Text »
Your neck is so stiff you can barely look over your shoulder. The space between your shoulder blades feels like someone’s got your spine in a vice grip. Your shoulders are so close to your ears it looks like you’re trying to start a new fashion in earrings. This is not a pleasant situation.
And yet, despite all the neck and shoulder stretches you do, in spite of all the neck massages you receive, the pain continues to persist. You may even have had an MRI or x-ray that showed “nothing is wrong” with your back. But if nothing’s wrong, why the heck does it hurt so bad it wakes you up in the middle of the night?
Here’s the secret…there really is nothing wrong with your neck and mid back. The pain is coming from somewhere else – your hips.
This makes absolutely no sense when we look at the body from the western medical perspective which divides the body into parts and pieces. If your neck hurts, they look at your neck, from C1 (the first vertebra in your spine) to C7 (the last “neck” vertebra). But this is kind of short sighted when you consider that C7 connects to T1 – the first thoracic vertebra – and T1 to T2, so on and so forth, all the way down to your sacrum, the triangular shaped bone at the bottom of your spine.
Lo and behold, your sacrum lies between your (drum roll, please) hip bones! So, if your pelvis is restricted, tilted, shifted or imbalanced, it’s going to travel upward, right into your neck and mid back.
Now it’s all starting to come together, right? The body is a system where each piece and part is dependent on every other piece for function and balance. So, neck and back pain sufferer, how do you address the restrictions in your hips?

What is expected »
Reproduce the passage on neck pain between "This makes absolutely" and "into your neck and mid back.", inclusive, substituting "sacral bone" for every occurrence of "sacrum".

(Saved entries)
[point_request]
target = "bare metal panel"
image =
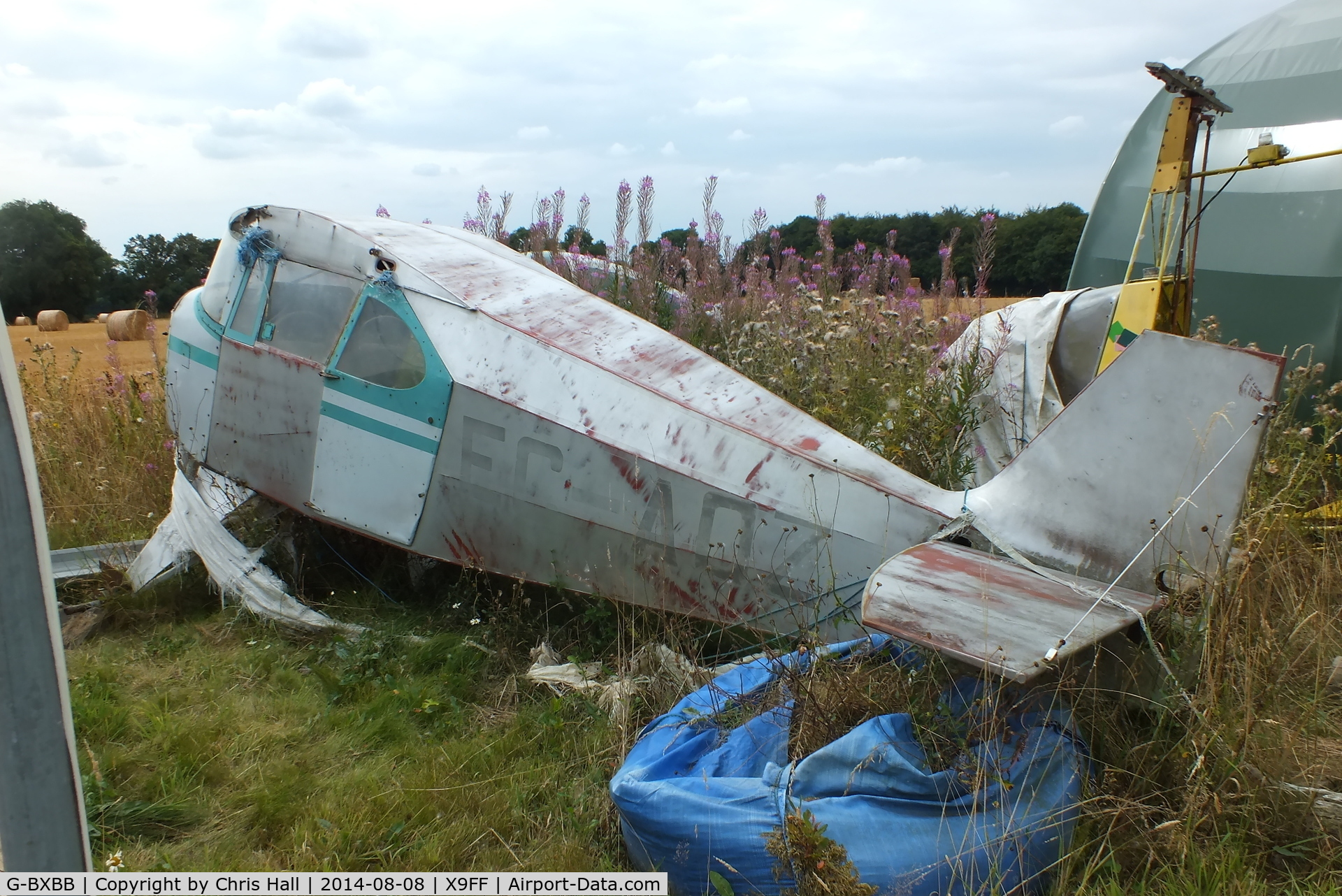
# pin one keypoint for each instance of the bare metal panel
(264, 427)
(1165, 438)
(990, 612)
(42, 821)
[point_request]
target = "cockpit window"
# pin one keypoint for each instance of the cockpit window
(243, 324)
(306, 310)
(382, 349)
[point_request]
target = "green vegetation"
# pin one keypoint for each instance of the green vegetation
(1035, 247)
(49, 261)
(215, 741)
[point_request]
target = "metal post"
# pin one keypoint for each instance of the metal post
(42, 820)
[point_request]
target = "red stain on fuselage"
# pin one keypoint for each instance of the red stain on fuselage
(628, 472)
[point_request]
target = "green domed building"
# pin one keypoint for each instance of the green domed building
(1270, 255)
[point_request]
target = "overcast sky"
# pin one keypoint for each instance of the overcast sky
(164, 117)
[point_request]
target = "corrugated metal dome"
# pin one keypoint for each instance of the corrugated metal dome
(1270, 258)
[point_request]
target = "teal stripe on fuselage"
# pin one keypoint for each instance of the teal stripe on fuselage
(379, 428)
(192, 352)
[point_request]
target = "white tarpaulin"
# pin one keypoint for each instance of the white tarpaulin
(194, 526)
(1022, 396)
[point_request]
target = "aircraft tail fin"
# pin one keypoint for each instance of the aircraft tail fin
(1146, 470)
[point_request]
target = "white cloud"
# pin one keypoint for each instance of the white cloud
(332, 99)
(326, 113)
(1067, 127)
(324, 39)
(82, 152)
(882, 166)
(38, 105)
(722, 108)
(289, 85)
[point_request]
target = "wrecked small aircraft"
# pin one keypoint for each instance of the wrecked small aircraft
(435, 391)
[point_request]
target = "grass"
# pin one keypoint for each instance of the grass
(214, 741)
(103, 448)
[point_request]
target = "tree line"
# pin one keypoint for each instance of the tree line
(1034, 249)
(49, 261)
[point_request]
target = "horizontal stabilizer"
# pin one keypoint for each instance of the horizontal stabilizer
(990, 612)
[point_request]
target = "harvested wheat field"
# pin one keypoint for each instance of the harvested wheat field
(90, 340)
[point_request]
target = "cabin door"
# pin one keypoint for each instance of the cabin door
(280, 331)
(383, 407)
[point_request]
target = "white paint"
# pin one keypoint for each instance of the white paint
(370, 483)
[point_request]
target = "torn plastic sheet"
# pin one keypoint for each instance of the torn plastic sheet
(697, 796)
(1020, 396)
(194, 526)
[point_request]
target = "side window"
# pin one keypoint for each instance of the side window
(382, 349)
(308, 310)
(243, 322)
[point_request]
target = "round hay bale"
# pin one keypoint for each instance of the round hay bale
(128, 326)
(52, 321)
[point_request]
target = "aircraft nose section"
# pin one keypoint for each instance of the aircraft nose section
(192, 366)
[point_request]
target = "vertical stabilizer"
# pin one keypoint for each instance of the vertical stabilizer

Answer to the exercise »
This makes absolutely no sense when we look at the body from the western medical perspective which divides the body into parts and pieces. If your neck hurts, they look at your neck, from C1 (the first vertebra in your spine) to C7 (the last “neck” vertebra). But this is kind of short sighted when you consider that C7 connects to T1 – the first thoracic vertebra – and T1 to T2, so on and so forth, all the way down to your sacral bone, the triangular shaped bone at the bottom of your spine.
Lo and behold, your sacral bone lies between your (drum roll, please) hip bones! So, if your pelvis is restricted, tilted, shifted or imbalanced, it’s going to travel upward, right into your neck and mid back.